* **TASK GOAL**:
Everything in the entries is to be written out exactly, except for the pictures.

• • • • •

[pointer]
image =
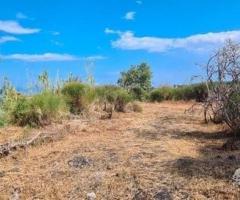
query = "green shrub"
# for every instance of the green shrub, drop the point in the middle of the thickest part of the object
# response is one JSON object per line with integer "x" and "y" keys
{"x": 156, "y": 95}
{"x": 196, "y": 92}
{"x": 107, "y": 93}
{"x": 114, "y": 95}
{"x": 78, "y": 96}
{"x": 122, "y": 99}
{"x": 136, "y": 107}
{"x": 137, "y": 80}
{"x": 38, "y": 110}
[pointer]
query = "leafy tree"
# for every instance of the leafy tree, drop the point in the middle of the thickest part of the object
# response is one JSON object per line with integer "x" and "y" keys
{"x": 137, "y": 80}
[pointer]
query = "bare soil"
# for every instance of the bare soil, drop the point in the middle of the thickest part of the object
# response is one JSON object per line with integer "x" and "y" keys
{"x": 161, "y": 153}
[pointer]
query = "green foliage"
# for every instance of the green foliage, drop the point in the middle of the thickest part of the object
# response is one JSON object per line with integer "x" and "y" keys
{"x": 38, "y": 110}
{"x": 156, "y": 95}
{"x": 137, "y": 80}
{"x": 196, "y": 92}
{"x": 136, "y": 107}
{"x": 78, "y": 96}
{"x": 122, "y": 99}
{"x": 44, "y": 81}
{"x": 107, "y": 93}
{"x": 110, "y": 94}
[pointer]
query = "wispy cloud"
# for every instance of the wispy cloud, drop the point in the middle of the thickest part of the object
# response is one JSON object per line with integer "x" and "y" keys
{"x": 39, "y": 57}
{"x": 14, "y": 27}
{"x": 4, "y": 39}
{"x": 47, "y": 57}
{"x": 139, "y": 2}
{"x": 94, "y": 58}
{"x": 55, "y": 33}
{"x": 130, "y": 15}
{"x": 199, "y": 42}
{"x": 20, "y": 15}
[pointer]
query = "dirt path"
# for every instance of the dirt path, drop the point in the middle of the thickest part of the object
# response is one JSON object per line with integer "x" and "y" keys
{"x": 160, "y": 153}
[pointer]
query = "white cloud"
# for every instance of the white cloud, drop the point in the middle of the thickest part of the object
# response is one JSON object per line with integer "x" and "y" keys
{"x": 20, "y": 15}
{"x": 110, "y": 31}
{"x": 14, "y": 27}
{"x": 139, "y": 2}
{"x": 55, "y": 33}
{"x": 130, "y": 15}
{"x": 46, "y": 57}
{"x": 39, "y": 57}
{"x": 4, "y": 39}
{"x": 199, "y": 42}
{"x": 94, "y": 58}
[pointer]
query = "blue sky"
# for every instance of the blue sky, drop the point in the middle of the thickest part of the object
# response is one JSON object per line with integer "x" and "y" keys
{"x": 63, "y": 36}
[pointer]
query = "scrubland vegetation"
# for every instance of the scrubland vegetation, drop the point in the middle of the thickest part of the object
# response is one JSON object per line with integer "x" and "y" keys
{"x": 156, "y": 145}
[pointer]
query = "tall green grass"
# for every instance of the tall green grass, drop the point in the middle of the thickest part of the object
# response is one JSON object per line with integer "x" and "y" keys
{"x": 78, "y": 96}
{"x": 196, "y": 92}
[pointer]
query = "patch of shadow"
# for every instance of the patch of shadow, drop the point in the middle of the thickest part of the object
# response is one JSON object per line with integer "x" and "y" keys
{"x": 163, "y": 194}
{"x": 201, "y": 135}
{"x": 79, "y": 162}
{"x": 141, "y": 195}
{"x": 2, "y": 174}
{"x": 150, "y": 134}
{"x": 220, "y": 168}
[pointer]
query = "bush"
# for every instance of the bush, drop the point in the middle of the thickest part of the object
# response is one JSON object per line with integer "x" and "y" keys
{"x": 37, "y": 110}
{"x": 114, "y": 95}
{"x": 107, "y": 93}
{"x": 137, "y": 80}
{"x": 78, "y": 96}
{"x": 136, "y": 107}
{"x": 156, "y": 95}
{"x": 196, "y": 92}
{"x": 122, "y": 99}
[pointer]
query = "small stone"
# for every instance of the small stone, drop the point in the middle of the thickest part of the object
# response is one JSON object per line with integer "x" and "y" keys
{"x": 236, "y": 176}
{"x": 163, "y": 195}
{"x": 2, "y": 174}
{"x": 232, "y": 157}
{"x": 91, "y": 196}
{"x": 79, "y": 162}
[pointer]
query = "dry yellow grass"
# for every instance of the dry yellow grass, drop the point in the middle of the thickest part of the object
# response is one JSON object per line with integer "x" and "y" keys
{"x": 132, "y": 156}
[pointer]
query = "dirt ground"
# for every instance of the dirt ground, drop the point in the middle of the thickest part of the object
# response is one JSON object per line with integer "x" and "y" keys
{"x": 161, "y": 153}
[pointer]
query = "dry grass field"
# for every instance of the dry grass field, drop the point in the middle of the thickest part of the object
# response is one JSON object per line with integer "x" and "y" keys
{"x": 161, "y": 153}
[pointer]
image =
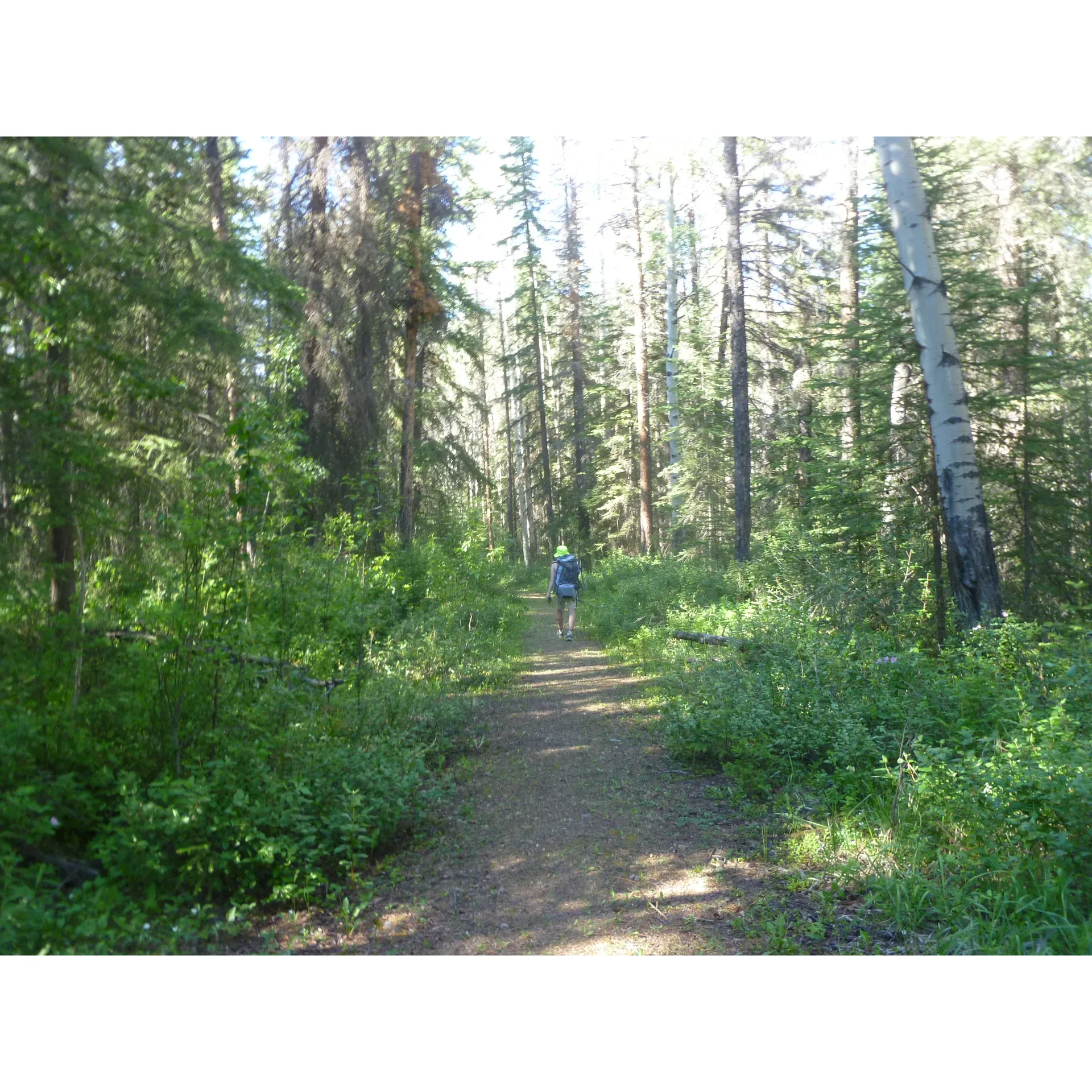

• • • • •

* **TASK RESULT**:
[pointer]
image =
query = "green shrub"
# for every instance of the green shrub, drop the point in the middle of the thickest part of the object
# response is one JSON object per line with integer "x" and "y" keys
{"x": 156, "y": 95}
{"x": 196, "y": 92}
{"x": 107, "y": 93}
{"x": 114, "y": 95}
{"x": 78, "y": 96}
{"x": 122, "y": 99}
{"x": 136, "y": 107}
{"x": 137, "y": 80}
{"x": 38, "y": 110}
[pointer]
query = "leafy tree"
# for every instance of the leafy tree, drop the point in the middle of the thickest part of the object
# response is one JSON object per line with integer "x" and "y" keys
{"x": 137, "y": 80}
[pointer]
query = "bare soil"
# for every instance of the bare soil, drop the point in the middle of the thickest part of the object
# response is one JSON object per line with integer "x" and "y" keys
{"x": 161, "y": 153}
[pointer]
query = "green foliage"
# for every instance of the green foliage, drop the point in the middle of the thickest part of the object
# response is one JSON object per line with integer "x" and "y" keys
{"x": 38, "y": 110}
{"x": 156, "y": 95}
{"x": 137, "y": 80}
{"x": 196, "y": 92}
{"x": 136, "y": 107}
{"x": 78, "y": 96}
{"x": 122, "y": 99}
{"x": 44, "y": 81}
{"x": 107, "y": 93}
{"x": 110, "y": 94}
[pointer]
query = "wispy cloud"
# for every instance of the wispy cloud, drop the point in the middle of the thickest part of the object
# response is one JSON object per line with integer "x" and "y" keys
{"x": 39, "y": 57}
{"x": 14, "y": 27}
{"x": 4, "y": 39}
{"x": 47, "y": 57}
{"x": 139, "y": 2}
{"x": 94, "y": 58}
{"x": 55, "y": 33}
{"x": 130, "y": 15}
{"x": 199, "y": 42}
{"x": 20, "y": 15}
[pointer]
query = "dirt path"
# for every instance of the dirt path, drop the point in the middle of the thickest part of the object
# response is one JSON object per line with integer "x" and "y" keys
{"x": 160, "y": 153}
[pointer]
query = "white cloud"
# for every instance of the white cloud, drop the point in the middle of the thickest part of the object
# response is one JSON object per line with integer "x" and "y" keys
{"x": 20, "y": 15}
{"x": 110, "y": 31}
{"x": 14, "y": 27}
{"x": 139, "y": 2}
{"x": 55, "y": 33}
{"x": 130, "y": 15}
{"x": 46, "y": 57}
{"x": 39, "y": 57}
{"x": 4, "y": 39}
{"x": 199, "y": 42}
{"x": 94, "y": 58}
[pointer]
query = "blue sky"
# for every instance of the blue sky, drop the point in the middle of the thickest part of the object
# response is one JSON object per line with integer "x" and "y" keys
{"x": 63, "y": 36}
[pointer]
query = "scrubland vegetation"
# for every instance of the scrubland vegetation, drop the point in the middle of the thickest part of the object
# response is one JSON object per line with integer "x" and "y" keys
{"x": 156, "y": 145}
[pointer]
query = "tall green grass"
# for every instance of the tall green grass, drop the point in the middle of the thickest part of the object
# response is one JSON object per line with integer "x" and "y" keys
{"x": 78, "y": 96}
{"x": 196, "y": 92}
[pointer]
query = "patch of shadow"
# for every instance of the patch of shadow, drop the point in the middle of the thickest part of the object
# response is one JSON object per line with integer "x" and "y" keys
{"x": 163, "y": 194}
{"x": 201, "y": 135}
{"x": 79, "y": 162}
{"x": 141, "y": 195}
{"x": 2, "y": 174}
{"x": 150, "y": 134}
{"x": 220, "y": 168}
[pointer]
query = "bush"
# for every instance of the bush, drop the point in the middle of the thickest part of the object
# response is one JSON object per line with integer "x" and "y" keys
{"x": 37, "y": 110}
{"x": 114, "y": 95}
{"x": 107, "y": 93}
{"x": 137, "y": 80}
{"x": 78, "y": 96}
{"x": 136, "y": 107}
{"x": 156, "y": 95}
{"x": 196, "y": 92}
{"x": 122, "y": 99}
[pointer]
query = "small stone"
# for every instance of the small stone, drop the point in the middle of the thickest part of the object
# response is one JSON object per line with integer "x" and "y" keys
{"x": 236, "y": 176}
{"x": 163, "y": 195}
{"x": 2, "y": 174}
{"x": 232, "y": 157}
{"x": 91, "y": 196}
{"x": 79, "y": 162}
[pointer]
query = "dry yellow grass"
# for every instance of the dry yellow grass, drop the point in the middle of the thickest part of the object
# response is one JSON object per line with integer "x" and "y" keys
{"x": 132, "y": 156}
[pointer]
query = "dirt ground"
# for every instance of the dirt ground, drop the point in the middle of the thickest part of the object
# response is one JSON object per line with integer "x" and "y" keys
{"x": 161, "y": 153}
[pointer]
query = "dry grass field"
# for every instance of the dry grass field, drop the point in the middle of the thickest part of the object
# response is one JSON object per line with integer "x" and "y" keys
{"x": 161, "y": 153}
[pointer]
image =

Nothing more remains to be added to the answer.